(Directive a): List every line in the rows below that contains the string "gray", matching case exactly.

(Extract to read):
☆ ☆ ☆ ☆ ☆
# Can REW create min-phase frd files?



## ernperkins (Jun 23, 2009)

I've used REW to export minimum phase impulse (.wav) files, but it would nice to directly export minimum phase .frd files the same way. I can't find a way to do that except to export a min-phase IR, read it back in and write that out as an .frd file. Am I missing something?

Thanks,
Ed

PS - The two step approach doesn't seem to work either - the resulting .frd file doesn't contain a phase column.


----------



## JohnM (Apr 11, 2006)

Hi Ed, the two step approach you described is the only way to accomplish this at present, but the .frd file should have phase data - it does when I do it. The steps I followed are:

create the minimum phase version of the measurement
use Export impulse response as wav ticking the box to select the min phase version
use Import impulse response to load the min phase response, then finally
Export measurement as text to save it.


----------



## ernperkins (Jun 23, 2009)

John - You're correct about the .frd file. I had taken a quick look and expected to see three items (frequency, magnitude and phase) on each line. When I saw only two items per line I assumed the phase was missing. After reading your reply I took a closer look at the .frd file and discovered it has a different format that what I usually work with: the frequency start and step frequencies are in the header and the frequency isn't on each line.
☆ ☆ ☆ ☆ ☆
(Dataset content):
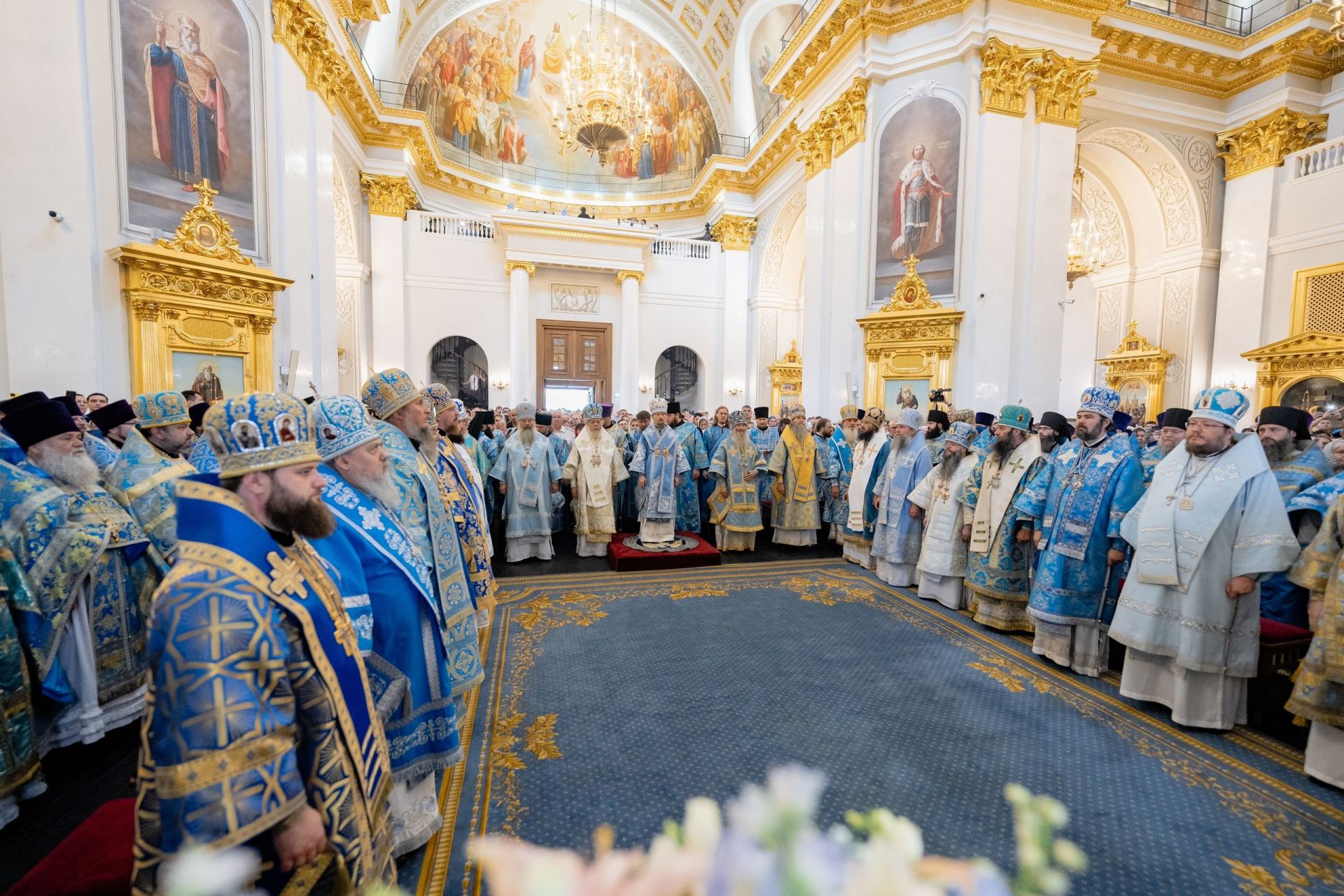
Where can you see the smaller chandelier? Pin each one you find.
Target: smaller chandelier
(1084, 239)
(604, 97)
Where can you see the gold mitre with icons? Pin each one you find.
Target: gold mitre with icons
(201, 311)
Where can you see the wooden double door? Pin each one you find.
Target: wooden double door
(573, 355)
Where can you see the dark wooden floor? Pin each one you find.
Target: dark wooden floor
(83, 778)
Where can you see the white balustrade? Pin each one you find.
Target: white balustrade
(1317, 159)
(440, 225)
(696, 250)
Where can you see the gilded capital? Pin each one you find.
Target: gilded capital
(1062, 83)
(734, 232)
(1006, 74)
(1264, 141)
(387, 195)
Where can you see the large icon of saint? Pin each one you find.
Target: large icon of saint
(917, 216)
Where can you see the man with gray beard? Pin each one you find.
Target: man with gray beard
(90, 575)
(387, 593)
(937, 498)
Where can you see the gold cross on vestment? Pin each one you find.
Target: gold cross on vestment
(286, 575)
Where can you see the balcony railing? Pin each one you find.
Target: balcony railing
(1231, 18)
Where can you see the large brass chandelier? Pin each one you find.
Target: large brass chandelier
(604, 96)
(1084, 239)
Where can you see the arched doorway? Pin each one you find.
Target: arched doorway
(460, 365)
(676, 375)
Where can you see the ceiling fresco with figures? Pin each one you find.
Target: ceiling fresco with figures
(489, 80)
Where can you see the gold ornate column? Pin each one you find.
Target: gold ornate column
(387, 194)
(911, 337)
(734, 232)
(1264, 141)
(1138, 365)
(197, 300)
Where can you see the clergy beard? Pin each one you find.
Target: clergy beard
(377, 486)
(309, 519)
(77, 470)
(1277, 450)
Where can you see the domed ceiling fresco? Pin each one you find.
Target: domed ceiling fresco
(492, 80)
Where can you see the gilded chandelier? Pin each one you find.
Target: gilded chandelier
(604, 96)
(1084, 239)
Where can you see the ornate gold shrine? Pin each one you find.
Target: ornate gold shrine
(910, 340)
(1284, 370)
(1138, 370)
(200, 308)
(787, 379)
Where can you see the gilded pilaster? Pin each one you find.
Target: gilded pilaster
(387, 195)
(1062, 83)
(734, 232)
(1007, 76)
(1264, 141)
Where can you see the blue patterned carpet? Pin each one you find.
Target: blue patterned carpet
(612, 699)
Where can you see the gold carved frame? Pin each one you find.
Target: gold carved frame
(787, 379)
(911, 337)
(1138, 359)
(198, 293)
(1281, 365)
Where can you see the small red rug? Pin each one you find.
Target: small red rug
(94, 860)
(622, 559)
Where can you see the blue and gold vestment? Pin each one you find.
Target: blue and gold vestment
(258, 701)
(143, 480)
(426, 517)
(1079, 501)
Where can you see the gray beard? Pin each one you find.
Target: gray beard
(74, 470)
(377, 486)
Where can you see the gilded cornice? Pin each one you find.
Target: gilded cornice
(1006, 76)
(1062, 83)
(1264, 141)
(387, 195)
(360, 10)
(734, 232)
(1177, 66)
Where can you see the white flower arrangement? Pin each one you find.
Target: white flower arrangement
(772, 846)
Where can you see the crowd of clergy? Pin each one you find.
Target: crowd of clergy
(290, 597)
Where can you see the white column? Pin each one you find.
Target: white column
(519, 331)
(626, 393)
(1242, 274)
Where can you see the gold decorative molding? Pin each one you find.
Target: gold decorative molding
(1264, 141)
(1138, 360)
(387, 194)
(202, 232)
(911, 337)
(360, 10)
(1284, 365)
(1006, 76)
(197, 296)
(839, 125)
(734, 232)
(1062, 83)
(787, 379)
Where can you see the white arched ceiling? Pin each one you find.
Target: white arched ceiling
(650, 16)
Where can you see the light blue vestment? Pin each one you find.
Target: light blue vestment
(424, 514)
(659, 458)
(144, 481)
(689, 493)
(897, 538)
(1079, 501)
(527, 472)
(388, 593)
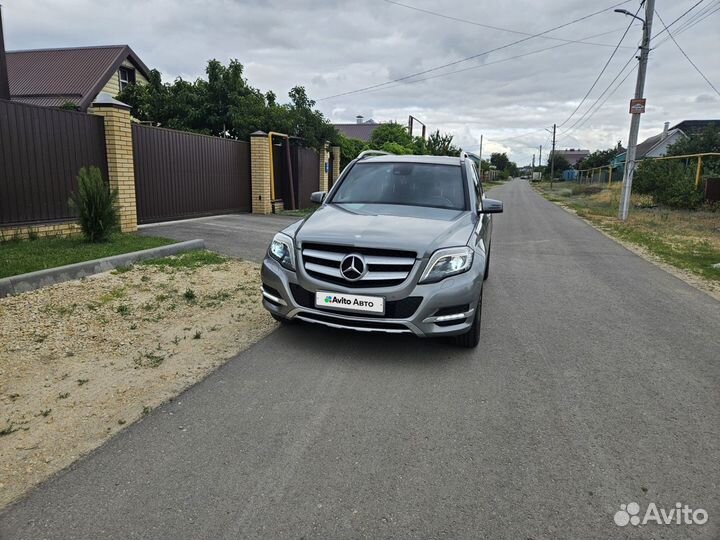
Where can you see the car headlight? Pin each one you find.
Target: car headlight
(281, 249)
(447, 262)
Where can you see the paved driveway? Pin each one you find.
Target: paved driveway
(597, 384)
(240, 235)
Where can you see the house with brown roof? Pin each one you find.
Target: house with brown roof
(58, 77)
(657, 145)
(362, 129)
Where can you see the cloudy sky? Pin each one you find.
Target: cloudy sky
(332, 47)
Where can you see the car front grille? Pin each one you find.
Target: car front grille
(385, 267)
(394, 309)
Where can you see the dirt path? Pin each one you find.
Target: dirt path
(81, 360)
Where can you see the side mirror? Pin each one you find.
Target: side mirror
(491, 206)
(318, 197)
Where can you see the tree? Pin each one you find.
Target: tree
(671, 182)
(349, 149)
(561, 164)
(441, 145)
(500, 160)
(226, 102)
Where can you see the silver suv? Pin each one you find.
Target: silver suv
(399, 244)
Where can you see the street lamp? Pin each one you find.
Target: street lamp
(626, 12)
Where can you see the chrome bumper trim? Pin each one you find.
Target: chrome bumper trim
(446, 318)
(272, 297)
(356, 328)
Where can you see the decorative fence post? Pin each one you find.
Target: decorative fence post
(118, 146)
(260, 173)
(324, 163)
(336, 162)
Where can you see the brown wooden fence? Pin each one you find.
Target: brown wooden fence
(41, 152)
(305, 175)
(180, 175)
(308, 175)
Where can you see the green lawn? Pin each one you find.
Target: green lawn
(686, 239)
(22, 256)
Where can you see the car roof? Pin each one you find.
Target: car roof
(392, 158)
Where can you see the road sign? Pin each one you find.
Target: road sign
(637, 106)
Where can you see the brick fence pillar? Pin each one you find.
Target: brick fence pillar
(336, 162)
(324, 162)
(260, 173)
(118, 147)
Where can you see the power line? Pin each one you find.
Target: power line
(491, 27)
(582, 122)
(472, 57)
(446, 73)
(686, 56)
(592, 86)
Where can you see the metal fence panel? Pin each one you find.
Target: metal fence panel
(181, 175)
(308, 175)
(41, 152)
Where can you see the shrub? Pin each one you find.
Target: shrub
(94, 203)
(670, 182)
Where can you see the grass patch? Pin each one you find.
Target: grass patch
(187, 260)
(686, 239)
(22, 256)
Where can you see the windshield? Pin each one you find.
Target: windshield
(410, 184)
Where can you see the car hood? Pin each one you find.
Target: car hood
(410, 228)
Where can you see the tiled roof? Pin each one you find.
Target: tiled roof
(52, 77)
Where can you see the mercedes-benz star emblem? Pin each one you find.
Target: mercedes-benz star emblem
(353, 267)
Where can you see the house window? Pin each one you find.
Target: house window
(127, 76)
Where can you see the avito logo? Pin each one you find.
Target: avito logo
(629, 514)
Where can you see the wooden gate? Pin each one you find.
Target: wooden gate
(181, 175)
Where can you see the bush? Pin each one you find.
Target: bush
(94, 203)
(670, 182)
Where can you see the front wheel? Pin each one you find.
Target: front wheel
(471, 338)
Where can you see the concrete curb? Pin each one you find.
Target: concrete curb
(43, 278)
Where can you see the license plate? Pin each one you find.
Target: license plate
(350, 302)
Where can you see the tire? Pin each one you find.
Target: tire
(471, 338)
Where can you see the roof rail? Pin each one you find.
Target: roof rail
(366, 153)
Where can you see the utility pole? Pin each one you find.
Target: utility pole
(540, 161)
(637, 107)
(4, 83)
(552, 158)
(480, 156)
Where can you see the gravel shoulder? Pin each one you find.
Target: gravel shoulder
(81, 360)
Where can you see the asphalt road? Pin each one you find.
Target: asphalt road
(239, 235)
(597, 384)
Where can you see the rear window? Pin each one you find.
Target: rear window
(409, 184)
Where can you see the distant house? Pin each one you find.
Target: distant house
(57, 77)
(362, 129)
(657, 145)
(572, 155)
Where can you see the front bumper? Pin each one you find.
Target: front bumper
(411, 308)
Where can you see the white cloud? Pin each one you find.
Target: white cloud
☆ ☆ ☆ ☆ ☆
(Directive b): Reproduce the passage of the REW forum thread above starting at "John - You're" and ending at "isn't on each line.".

(Exercise result a):
Where can you see the man with gray beard? Pin each one you find.
Target: man with gray beard
Where can you see the gray beard? Pin each one you find.
Target: gray beard

(Exercise result b):
John - You're correct about the .frd file. I had taken a quick look and expected to see three items (frequency, magnitude and phase) on each line. When I saw only two items per line I assumed the phase was missing. After reading your reply I took a closer look at the .frd file and discovered it has a different format that what I usually work with: the frequency start and step frequencies are in the header and the frequency isn't on each line.